• **Texto proporcionado**:
——
Viernes a las 19 horas. La plaza de la Intendencia de la capital cordobesa está más colmada de lo habitual. Las carpas de la 39° Feria del libro se abarrotan del lado de la calle Caseros, con un cronograma ajustado de actividades y presentaciones culturales que se relevan hora tras hora sin descansos.
En la carpa magenta, tanto señoras mayores como treintañeros esperan aferrados a sus copias en las primeras filas de sillas plásticas. Algunos visitantes comienzan a asomarse en las aberturas a espiar curiosos por aquel relato personal que Dante Leguizamón, el moderador, recita con puro histrionismo: confiesa que el libro que presenta lo tuvo en vela toda la noche anterior.
Crac es una historia de una relación marchita. De un amor desgastado a la distancia y de una conexión padre-hija atravesada por el trauma. Valga la redundancia, de un vínculo quebrado. Josefina Licitra (La Plata, 1975) deja el alma al descubierto en una autobiografía que la deja chiquita, aniñada, vulnerable ante el lector actual. Al recuperar en un artículo de una revista la problemática historia con su padre, ex-militante exiliado durante la dictadura militar, la autora termina de destruir el precario lazo epistolar que la unía a su progenitor. Éste no solo le hace el vacío: desaparece completamente de su vida.
——
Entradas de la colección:
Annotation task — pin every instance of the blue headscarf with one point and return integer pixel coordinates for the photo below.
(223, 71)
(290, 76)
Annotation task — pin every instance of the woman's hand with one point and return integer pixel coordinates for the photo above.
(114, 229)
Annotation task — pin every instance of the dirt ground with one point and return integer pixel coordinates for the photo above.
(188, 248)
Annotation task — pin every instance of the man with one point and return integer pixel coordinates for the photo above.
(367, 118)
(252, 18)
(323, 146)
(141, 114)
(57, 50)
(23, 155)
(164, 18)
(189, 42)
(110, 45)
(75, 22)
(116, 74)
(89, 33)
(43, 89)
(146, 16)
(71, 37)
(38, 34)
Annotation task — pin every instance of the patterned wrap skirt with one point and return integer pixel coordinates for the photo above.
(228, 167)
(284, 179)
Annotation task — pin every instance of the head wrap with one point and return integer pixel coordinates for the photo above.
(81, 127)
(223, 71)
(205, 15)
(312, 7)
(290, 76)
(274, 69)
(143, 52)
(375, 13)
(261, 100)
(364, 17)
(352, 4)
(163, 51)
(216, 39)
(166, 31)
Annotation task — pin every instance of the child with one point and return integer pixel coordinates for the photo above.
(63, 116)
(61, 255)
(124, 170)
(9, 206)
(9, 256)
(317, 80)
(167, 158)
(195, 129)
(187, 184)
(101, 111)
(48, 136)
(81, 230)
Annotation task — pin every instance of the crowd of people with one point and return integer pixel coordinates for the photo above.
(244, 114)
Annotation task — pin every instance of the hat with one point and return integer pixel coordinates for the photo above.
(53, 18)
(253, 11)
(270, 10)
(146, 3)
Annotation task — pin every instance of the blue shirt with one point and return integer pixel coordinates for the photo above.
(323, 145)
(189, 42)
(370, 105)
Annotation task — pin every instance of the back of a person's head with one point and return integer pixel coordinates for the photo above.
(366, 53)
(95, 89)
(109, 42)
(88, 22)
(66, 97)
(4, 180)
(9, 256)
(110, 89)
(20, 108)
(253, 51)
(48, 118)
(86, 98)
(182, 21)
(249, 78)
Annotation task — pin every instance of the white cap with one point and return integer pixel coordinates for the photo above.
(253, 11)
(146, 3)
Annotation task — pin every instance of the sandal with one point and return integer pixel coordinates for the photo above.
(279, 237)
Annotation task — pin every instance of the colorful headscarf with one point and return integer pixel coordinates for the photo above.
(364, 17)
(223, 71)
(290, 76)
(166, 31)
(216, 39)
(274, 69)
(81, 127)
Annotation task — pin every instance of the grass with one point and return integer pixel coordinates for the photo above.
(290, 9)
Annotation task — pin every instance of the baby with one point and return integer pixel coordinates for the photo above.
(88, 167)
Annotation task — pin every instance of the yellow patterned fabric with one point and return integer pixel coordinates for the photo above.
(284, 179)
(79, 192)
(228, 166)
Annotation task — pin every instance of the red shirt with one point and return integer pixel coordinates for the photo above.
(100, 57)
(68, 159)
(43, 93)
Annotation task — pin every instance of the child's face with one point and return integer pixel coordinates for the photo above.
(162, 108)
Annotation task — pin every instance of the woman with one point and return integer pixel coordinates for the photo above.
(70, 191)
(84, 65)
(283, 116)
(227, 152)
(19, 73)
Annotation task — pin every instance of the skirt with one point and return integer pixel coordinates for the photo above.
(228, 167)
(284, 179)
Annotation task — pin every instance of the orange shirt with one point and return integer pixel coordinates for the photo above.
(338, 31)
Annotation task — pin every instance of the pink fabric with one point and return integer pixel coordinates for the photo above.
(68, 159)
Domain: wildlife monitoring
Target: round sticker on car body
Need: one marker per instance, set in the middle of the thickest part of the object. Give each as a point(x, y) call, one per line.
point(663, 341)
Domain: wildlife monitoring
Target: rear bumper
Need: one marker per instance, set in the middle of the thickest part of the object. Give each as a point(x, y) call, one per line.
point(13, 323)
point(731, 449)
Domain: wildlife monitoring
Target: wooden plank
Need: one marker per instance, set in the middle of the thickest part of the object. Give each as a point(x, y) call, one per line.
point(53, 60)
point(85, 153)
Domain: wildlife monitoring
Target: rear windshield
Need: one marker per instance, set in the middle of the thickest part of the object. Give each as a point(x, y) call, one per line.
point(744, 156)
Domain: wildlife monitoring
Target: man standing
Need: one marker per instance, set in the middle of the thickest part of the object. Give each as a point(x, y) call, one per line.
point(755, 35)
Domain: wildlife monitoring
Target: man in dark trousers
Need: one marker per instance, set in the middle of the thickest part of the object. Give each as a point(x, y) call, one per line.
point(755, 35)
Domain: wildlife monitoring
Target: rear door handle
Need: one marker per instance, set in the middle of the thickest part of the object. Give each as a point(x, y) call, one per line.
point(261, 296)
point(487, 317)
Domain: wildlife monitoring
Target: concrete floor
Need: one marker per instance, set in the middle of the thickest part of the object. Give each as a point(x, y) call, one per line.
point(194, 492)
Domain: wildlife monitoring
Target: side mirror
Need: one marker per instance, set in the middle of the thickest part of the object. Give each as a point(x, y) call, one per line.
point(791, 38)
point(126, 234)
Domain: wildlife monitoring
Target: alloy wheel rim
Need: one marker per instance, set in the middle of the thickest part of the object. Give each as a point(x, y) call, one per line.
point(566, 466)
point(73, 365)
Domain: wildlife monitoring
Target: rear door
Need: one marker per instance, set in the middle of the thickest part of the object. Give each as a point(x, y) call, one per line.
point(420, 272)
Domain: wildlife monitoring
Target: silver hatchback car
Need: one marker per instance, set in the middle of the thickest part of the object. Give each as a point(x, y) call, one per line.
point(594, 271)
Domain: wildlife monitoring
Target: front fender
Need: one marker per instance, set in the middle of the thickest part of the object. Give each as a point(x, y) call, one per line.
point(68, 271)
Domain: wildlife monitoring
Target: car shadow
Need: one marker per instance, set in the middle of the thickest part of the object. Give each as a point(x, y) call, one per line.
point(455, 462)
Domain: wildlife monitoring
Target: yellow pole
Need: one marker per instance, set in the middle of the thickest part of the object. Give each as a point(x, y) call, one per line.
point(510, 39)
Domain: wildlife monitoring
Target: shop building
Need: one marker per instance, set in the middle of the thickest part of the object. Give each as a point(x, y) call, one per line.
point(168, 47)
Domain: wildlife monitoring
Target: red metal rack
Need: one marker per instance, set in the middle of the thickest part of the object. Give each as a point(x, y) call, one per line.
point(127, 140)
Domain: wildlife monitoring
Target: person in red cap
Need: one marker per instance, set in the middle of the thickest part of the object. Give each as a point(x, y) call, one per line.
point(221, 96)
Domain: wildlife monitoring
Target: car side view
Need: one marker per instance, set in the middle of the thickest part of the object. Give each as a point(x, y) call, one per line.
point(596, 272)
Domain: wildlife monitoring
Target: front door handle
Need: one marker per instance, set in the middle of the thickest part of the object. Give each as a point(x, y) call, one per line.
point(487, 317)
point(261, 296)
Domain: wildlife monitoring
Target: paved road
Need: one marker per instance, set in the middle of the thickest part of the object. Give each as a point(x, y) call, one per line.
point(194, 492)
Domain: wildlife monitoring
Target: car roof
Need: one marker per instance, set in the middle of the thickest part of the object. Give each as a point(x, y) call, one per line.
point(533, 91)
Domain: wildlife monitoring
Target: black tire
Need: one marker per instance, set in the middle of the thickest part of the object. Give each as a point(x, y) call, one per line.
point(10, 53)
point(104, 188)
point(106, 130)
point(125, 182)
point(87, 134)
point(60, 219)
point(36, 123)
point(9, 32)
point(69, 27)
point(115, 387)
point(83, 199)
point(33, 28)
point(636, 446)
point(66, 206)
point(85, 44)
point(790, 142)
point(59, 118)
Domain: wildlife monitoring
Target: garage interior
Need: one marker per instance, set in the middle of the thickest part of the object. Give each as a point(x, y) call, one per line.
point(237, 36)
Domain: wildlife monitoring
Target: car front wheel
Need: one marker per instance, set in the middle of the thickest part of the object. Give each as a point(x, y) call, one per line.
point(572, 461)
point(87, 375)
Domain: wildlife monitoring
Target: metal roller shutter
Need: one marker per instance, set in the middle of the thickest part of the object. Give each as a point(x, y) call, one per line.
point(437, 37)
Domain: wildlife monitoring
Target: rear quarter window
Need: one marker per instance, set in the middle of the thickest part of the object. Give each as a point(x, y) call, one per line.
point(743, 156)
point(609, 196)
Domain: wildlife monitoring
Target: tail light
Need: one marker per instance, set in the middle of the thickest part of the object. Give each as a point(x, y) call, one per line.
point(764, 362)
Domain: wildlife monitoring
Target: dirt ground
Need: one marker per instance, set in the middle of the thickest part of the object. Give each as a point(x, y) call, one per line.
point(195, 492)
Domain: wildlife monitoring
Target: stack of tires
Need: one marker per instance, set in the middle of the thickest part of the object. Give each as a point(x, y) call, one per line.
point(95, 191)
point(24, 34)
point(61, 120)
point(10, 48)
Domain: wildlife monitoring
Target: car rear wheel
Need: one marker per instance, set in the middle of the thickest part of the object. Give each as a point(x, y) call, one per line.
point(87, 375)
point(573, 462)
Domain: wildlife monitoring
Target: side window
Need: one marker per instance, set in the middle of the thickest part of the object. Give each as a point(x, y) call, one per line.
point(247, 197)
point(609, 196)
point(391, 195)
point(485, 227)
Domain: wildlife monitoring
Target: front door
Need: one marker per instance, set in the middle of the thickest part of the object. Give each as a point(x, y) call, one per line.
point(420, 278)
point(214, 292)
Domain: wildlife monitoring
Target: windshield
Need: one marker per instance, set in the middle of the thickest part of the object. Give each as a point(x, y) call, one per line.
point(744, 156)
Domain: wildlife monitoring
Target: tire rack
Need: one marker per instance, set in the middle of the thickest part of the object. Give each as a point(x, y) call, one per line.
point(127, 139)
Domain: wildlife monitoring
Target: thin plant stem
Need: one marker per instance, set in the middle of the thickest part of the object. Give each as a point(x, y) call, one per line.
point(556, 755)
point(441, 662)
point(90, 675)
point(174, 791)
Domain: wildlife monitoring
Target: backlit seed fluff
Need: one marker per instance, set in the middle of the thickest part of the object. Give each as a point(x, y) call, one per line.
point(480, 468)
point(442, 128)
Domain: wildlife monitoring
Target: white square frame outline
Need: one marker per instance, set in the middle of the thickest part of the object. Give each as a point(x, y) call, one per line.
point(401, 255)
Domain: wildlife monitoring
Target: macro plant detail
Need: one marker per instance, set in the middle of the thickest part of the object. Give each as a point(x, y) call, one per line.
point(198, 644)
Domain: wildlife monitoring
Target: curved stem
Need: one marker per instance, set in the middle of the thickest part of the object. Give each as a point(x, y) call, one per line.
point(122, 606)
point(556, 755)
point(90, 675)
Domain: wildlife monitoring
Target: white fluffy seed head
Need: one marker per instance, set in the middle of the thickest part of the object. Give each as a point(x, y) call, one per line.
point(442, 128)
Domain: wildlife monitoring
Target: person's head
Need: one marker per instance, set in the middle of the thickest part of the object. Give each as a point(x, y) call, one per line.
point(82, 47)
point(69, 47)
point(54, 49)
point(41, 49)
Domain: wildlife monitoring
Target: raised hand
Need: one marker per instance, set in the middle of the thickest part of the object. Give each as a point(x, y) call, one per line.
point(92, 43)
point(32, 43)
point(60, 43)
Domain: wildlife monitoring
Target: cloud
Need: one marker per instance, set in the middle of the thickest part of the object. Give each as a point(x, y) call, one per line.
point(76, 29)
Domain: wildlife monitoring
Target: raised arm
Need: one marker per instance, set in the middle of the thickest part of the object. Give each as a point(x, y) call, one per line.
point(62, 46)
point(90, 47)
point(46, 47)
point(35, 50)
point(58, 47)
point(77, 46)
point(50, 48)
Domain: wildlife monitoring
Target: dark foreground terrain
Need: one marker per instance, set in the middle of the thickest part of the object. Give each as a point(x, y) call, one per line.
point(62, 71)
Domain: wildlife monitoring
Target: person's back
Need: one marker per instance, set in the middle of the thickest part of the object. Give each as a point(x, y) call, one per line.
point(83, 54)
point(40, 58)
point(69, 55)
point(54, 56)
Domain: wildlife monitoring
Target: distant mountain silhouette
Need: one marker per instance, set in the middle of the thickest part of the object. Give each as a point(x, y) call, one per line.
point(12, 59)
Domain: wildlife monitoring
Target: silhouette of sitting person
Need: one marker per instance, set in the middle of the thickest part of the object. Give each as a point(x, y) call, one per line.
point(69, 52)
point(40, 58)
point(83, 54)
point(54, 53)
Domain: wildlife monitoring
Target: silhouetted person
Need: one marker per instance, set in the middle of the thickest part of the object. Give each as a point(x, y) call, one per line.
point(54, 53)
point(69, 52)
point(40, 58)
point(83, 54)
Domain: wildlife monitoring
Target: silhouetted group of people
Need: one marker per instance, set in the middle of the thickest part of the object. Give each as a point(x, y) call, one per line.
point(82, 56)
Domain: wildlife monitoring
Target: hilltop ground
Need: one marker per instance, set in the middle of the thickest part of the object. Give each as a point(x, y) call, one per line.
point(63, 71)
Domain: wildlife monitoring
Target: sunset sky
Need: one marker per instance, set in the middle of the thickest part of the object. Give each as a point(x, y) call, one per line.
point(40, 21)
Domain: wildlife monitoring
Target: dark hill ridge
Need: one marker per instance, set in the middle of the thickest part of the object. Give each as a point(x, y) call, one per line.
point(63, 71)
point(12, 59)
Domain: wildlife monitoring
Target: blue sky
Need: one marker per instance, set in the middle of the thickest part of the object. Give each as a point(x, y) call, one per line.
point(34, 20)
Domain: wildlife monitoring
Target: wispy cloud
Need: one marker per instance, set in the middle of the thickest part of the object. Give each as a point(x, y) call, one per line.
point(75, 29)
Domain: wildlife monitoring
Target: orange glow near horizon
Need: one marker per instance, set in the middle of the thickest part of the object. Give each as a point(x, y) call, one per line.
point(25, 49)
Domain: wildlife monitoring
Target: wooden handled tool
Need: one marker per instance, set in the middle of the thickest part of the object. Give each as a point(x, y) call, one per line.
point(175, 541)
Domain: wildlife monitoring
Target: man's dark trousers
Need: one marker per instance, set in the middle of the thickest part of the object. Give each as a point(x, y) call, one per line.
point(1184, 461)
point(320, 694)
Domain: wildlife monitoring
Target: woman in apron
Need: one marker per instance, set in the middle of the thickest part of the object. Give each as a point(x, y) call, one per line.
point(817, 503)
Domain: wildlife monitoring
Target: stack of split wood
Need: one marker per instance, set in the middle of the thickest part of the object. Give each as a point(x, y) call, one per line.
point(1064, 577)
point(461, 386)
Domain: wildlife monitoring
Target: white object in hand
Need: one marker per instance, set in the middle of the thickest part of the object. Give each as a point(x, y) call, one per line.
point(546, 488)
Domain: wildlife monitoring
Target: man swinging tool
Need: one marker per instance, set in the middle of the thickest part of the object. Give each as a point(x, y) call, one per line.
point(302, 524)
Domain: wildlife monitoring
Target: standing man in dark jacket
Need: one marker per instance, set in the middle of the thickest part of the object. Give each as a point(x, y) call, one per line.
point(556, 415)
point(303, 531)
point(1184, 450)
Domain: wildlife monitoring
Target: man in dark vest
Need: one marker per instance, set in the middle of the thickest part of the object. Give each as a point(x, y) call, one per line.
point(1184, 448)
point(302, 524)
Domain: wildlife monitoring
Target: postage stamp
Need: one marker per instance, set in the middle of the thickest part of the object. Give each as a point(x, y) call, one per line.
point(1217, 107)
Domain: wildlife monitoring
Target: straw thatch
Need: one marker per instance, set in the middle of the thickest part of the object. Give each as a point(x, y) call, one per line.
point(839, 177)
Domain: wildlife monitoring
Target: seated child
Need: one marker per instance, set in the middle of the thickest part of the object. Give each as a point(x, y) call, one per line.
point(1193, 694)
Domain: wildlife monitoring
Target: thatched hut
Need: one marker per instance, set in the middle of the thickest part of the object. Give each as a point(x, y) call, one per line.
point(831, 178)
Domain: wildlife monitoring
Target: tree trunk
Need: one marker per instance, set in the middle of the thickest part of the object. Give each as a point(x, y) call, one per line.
——
• **Conjunto de tareas**:
1) Enumera los adjetivos con los que el texto sobre la presentación de Crac dice que la autobiografía deja a la autora ante el lector actual.
2) Cuenta las filas que contienen la palabra "silhouetted", distinguiendo entre mayúsculas y minúsculas, y responde solo con el número.

• **Respuestas por tarea**:
1) chiquita, aniñada, vulnerable

2) 2